• _Aim_: Retype the listing below line for line, leaving out the picture.

## start

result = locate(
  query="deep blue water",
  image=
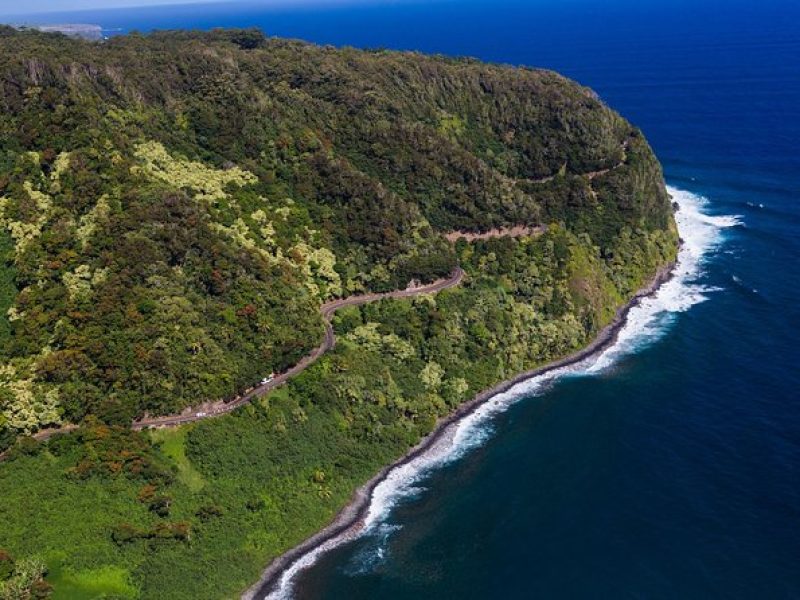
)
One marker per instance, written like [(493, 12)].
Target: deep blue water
[(676, 472)]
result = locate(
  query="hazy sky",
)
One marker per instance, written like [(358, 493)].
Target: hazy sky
[(8, 7)]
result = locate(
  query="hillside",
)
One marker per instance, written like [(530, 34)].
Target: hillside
[(177, 207)]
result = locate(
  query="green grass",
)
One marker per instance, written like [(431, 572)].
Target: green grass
[(88, 584), (173, 445)]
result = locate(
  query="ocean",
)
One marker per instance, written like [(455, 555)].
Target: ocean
[(669, 467)]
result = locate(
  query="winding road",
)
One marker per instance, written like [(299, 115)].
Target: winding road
[(328, 310)]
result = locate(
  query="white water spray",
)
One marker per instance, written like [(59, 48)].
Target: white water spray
[(647, 321)]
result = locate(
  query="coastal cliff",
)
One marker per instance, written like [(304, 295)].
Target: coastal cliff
[(176, 208)]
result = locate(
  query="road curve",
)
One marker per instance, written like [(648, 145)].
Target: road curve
[(328, 310)]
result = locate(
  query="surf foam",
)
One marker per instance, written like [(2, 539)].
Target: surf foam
[(647, 321)]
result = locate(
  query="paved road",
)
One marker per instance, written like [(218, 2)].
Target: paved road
[(328, 310)]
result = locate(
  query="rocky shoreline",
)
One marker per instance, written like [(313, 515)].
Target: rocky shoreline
[(349, 521)]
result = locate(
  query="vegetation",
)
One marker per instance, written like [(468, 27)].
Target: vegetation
[(175, 209)]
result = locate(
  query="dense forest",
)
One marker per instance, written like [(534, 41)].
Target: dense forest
[(176, 207)]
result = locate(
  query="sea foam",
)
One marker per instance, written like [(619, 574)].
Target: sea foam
[(647, 321)]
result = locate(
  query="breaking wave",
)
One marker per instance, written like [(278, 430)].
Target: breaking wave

## end

• _Complete response_:
result = locate(
  query="deep blue water",
  image=
)
One marker per instance, written like [(493, 12)].
Target: deep blue water
[(676, 472)]
result = locate(
  query="hazy sky",
)
One marker per instance, written like [(358, 493)].
Target: hazy sky
[(8, 7)]
result = locate(
  query="hillside",
)
One marker per instance, written like [(530, 34)].
Target: hillside
[(177, 207)]
result = locate(
  query="green grass",
)
One marker per instance, written like [(431, 572)].
Target: green grass
[(88, 584), (173, 445)]
result = locate(
  query="ocean",
)
One marker per instance, written like [(455, 555)].
Target: ocean
[(669, 467)]
result = locate(
  query="winding road",
)
One marker per instance, written like [(299, 115)].
Target: winding road
[(328, 310)]
result = locate(
  query="white water spray",
)
One marker per instance, written like [(59, 48)].
Target: white water spray
[(647, 321)]
result = locate(
  query="coastal cliff",
)
One marker per instance, written like [(304, 295)].
Target: coastal cliff
[(176, 208)]
result = locate(
  query="road curve",
)
One marker per instance, written like [(648, 145)].
Target: road curve
[(328, 310)]
result = locate(
  query="surf foam",
)
One marker per instance, written like [(2, 539)].
Target: surf foam
[(647, 321)]
result = locate(
  query="paved road",
)
One marker per instance, written like [(218, 2)].
Target: paved road
[(328, 310)]
result = locate(
  query="rocky shoreline",
)
One marker per instance, written like [(313, 515)].
Target: rocky shoreline
[(349, 521)]
result = locate(
  query="vegetation",
)
One marker per instance, written like [(468, 27)].
Target: vegetation
[(175, 209)]
result = locate(
  query="dense forest",
)
One marker per instance, written like [(534, 41)].
Target: dense forest
[(176, 207)]
result = locate(
  query="sea foam",
)
One marker per instance, written like [(619, 574)].
Target: sea foam
[(647, 321)]
result = locate(
  query="breaking wave",
)
One marker per instance, written like [(278, 430)].
Target: breaking wave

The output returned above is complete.